• [TASK REQUIREMENTS]
(a) According to the text on open educational resources, how many students do not have access to biology, chemistry, or physics?
(b) Write the next part of the text on open educational resources, starting after its last sentence.

• [TEXT UNDER STUDY]
───

Additionally, one in five high schools do not offer Algebra I or higher, and one in four do not have access to biology, chemistry, or physics. This means 1,370,825 students do not have access to geometry, Algebra II, advanced math, or calculus, and 1,549,273 students do not have access to biology, chemistry, or physics (ExcelEd Civil Rights, 2018). Students who do not have access to these math and science courses are denied the opportunity to take classes that help prepare them for college and gain acceptance to four-year degree-granting institutions and STEM majors.

Zinth (2021) provides key takeaways in her report. One recommendation from stakeholders that stood out to me is that more conversations and involvement need to occur at the state level. Stakeholders suggested providing “state-supported training and a network of support” (p. 10) for institutional staff and faculty to help lessen the resistance of OER use.Power dynamics exist in the U.S. educational system, which is a business and bureaucracy, not a democracy. Therefore, state support is needed to guide the use and benefit of OER for lessening students’ costs and debt

Another recommendation from stakeholders is that more conversations need to be encouraged at state faculty meetings, informing about the barriers and high student debt that keep underserved populations from accessing and completing higher education degrees. Stakeholders say meeting conversations should encourage faculty to think about textbook costs and student debt for all students, not just enrolled college students.

More research is needed to understand how OER benefits dual enrollment equity and underrepresented students who are enrolled at community colleges (Perez et al., 2021). As one of the researchers for the Open Educational Resources project at the Office of Community College and Leadership (OCCRL), I can say that our goal is to assess the need and use of OER at community colleges in Illinois. We research the national and state barriers, trends, and equity practices that use OER to serve historically underrepresented students in higher education. The literature I analyzed in this research area does not clearly define OER’s initiatives but does report what institutions in Illinois are using OER materials and their value for students.

───

• [RECORDS PROVIDED]
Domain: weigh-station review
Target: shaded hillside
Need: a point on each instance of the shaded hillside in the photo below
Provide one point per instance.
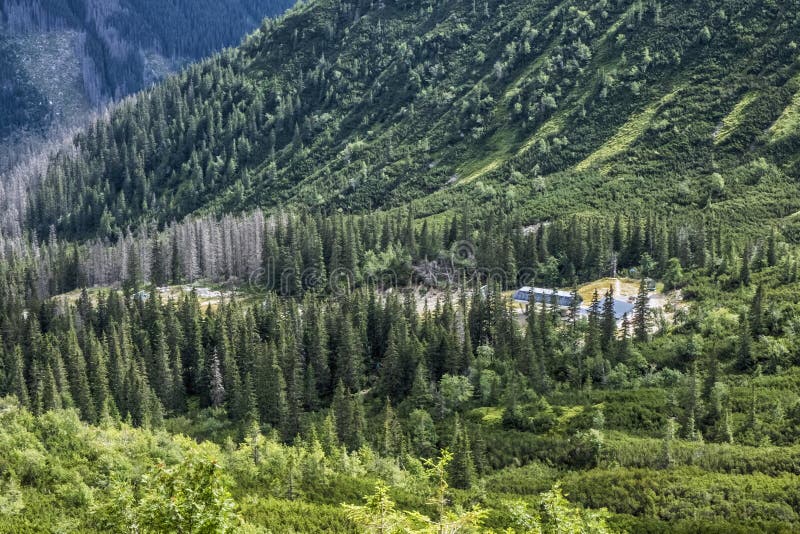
(60, 59)
(564, 105)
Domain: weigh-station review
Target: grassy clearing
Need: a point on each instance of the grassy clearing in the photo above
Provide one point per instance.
(623, 288)
(625, 136)
(789, 121)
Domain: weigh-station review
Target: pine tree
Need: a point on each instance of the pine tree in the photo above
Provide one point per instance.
(640, 311)
(349, 357)
(17, 384)
(461, 471)
(78, 379)
(217, 386)
(609, 322)
(745, 361)
(270, 388)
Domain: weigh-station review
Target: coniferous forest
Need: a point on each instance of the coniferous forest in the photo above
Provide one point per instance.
(419, 267)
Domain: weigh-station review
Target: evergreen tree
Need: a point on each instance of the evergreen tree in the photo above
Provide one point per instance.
(640, 312)
(461, 471)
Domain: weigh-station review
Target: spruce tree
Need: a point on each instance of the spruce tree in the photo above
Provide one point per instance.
(461, 471)
(640, 311)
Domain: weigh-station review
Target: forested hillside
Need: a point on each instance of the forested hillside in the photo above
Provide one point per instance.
(573, 105)
(308, 284)
(60, 59)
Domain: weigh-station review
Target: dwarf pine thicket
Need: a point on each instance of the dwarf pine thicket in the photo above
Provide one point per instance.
(276, 292)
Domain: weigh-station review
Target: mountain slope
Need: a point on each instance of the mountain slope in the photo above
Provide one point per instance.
(566, 105)
(61, 59)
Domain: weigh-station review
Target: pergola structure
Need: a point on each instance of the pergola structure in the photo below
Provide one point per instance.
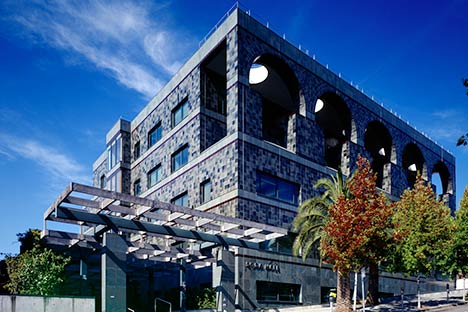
(146, 229)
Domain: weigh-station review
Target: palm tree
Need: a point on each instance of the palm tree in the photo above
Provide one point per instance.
(312, 215)
(310, 222)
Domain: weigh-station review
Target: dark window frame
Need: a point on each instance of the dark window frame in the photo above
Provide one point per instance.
(156, 169)
(102, 181)
(178, 197)
(136, 150)
(181, 108)
(274, 292)
(178, 152)
(203, 197)
(157, 130)
(137, 187)
(278, 186)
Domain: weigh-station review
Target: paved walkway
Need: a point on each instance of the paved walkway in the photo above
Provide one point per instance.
(429, 302)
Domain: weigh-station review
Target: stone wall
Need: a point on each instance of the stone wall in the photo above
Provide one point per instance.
(45, 304)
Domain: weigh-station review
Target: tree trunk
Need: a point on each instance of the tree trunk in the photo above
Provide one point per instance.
(374, 284)
(343, 293)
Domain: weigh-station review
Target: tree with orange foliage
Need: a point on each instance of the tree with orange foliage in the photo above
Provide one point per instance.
(358, 230)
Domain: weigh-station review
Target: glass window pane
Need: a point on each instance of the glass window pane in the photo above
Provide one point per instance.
(181, 200)
(154, 135)
(266, 185)
(287, 192)
(205, 190)
(179, 158)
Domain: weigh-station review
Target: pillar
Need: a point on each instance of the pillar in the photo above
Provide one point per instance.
(223, 280)
(113, 276)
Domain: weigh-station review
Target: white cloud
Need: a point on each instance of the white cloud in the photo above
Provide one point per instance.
(58, 164)
(122, 38)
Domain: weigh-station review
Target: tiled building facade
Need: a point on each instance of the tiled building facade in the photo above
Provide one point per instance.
(215, 139)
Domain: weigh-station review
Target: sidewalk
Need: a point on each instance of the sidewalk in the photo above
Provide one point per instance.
(429, 302)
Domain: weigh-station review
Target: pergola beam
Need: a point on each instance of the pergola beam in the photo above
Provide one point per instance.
(120, 223)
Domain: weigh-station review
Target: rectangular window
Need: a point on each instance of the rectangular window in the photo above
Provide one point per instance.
(102, 181)
(277, 188)
(205, 191)
(180, 200)
(113, 153)
(179, 112)
(136, 150)
(154, 175)
(154, 135)
(179, 158)
(137, 187)
(272, 292)
(113, 182)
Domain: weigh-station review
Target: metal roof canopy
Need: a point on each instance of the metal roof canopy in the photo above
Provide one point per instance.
(154, 229)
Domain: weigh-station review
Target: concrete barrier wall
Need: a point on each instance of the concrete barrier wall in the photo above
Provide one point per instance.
(46, 304)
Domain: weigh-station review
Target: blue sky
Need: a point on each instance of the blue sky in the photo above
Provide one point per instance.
(69, 70)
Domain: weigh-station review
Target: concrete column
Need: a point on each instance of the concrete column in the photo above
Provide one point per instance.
(223, 281)
(113, 275)
(182, 285)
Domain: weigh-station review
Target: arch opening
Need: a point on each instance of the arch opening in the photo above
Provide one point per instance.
(272, 78)
(334, 117)
(440, 179)
(413, 163)
(378, 142)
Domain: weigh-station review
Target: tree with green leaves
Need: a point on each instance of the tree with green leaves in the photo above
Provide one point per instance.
(463, 140)
(457, 260)
(357, 231)
(425, 227)
(312, 218)
(312, 215)
(36, 270)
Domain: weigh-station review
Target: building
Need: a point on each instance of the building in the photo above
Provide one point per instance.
(244, 129)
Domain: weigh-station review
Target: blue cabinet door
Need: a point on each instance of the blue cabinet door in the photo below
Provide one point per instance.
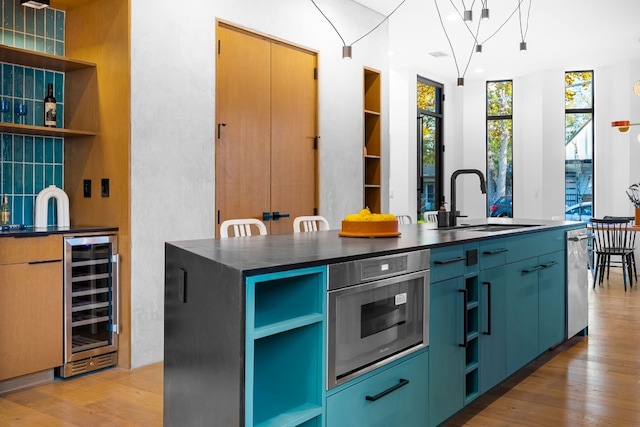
(552, 300)
(493, 327)
(395, 396)
(446, 367)
(522, 313)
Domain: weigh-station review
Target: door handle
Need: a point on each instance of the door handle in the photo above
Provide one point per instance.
(277, 215)
(219, 126)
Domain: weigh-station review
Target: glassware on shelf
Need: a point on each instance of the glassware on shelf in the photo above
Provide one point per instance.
(21, 112)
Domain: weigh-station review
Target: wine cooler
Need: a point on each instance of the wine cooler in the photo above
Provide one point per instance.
(90, 304)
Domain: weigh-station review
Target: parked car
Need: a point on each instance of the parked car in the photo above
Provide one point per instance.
(580, 212)
(503, 207)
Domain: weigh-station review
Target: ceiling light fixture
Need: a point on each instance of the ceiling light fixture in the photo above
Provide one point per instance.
(346, 49)
(35, 4)
(478, 44)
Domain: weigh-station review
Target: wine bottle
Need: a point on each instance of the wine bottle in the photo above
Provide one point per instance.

───

• [ANSWERS TO THIS EXERCISE]
(a) 1,549,273 students

(b)
When it comes to underrepresented populations, there is no data to support the advantages of OER helping marginalized students and students with disabilities. Therefore, community colleges are valuable because these institutions serve students of diverse economic and special needs. If OER is a solution for offering students high-quality educational experiences that enhance dual enrollment equity, better teaching practices, inexpensive learning resources, and decreased textbook costs, then, as Zinth (2021) reported, more state-level support and funding need to be applied to OER initiatives. OER needs to be seen as a valuable option for getting underprivileged students from high school to completing postsecondary degrees without high college debt.



ExcelinEd Civil Rights Data Collection Analysis. (2018). College and career pathways: equity and access.

Perez, M., Del Real Viramontes, J., Yeo, H. T., Owolabi, N., & Zamani-Gallaher, E. M. (2021, June).  Fostering access, affordability, and equity: A primer on the role of open educational resources in Illinois career and technical education. Champaign, IL: Office of Community College Research and Leadership, University of Illinois at Urbana Champaign.

U.S. Department of Education, National Center for Education Statistics. (2020). Dual or concurrent enrollment in public schools in the united states. Washington, D.C: Government Printing Office.

Zinth, J. (2019). Funding for equity: Designing state dual enrollment funding models to close equity gaps. College in High School Alliance.

Zinth, J. (2021). OER in dual enrollment: Leveraging open educational resources to expand equitable access. Midwestern Higher Education Compact and Southern Regional Education Board.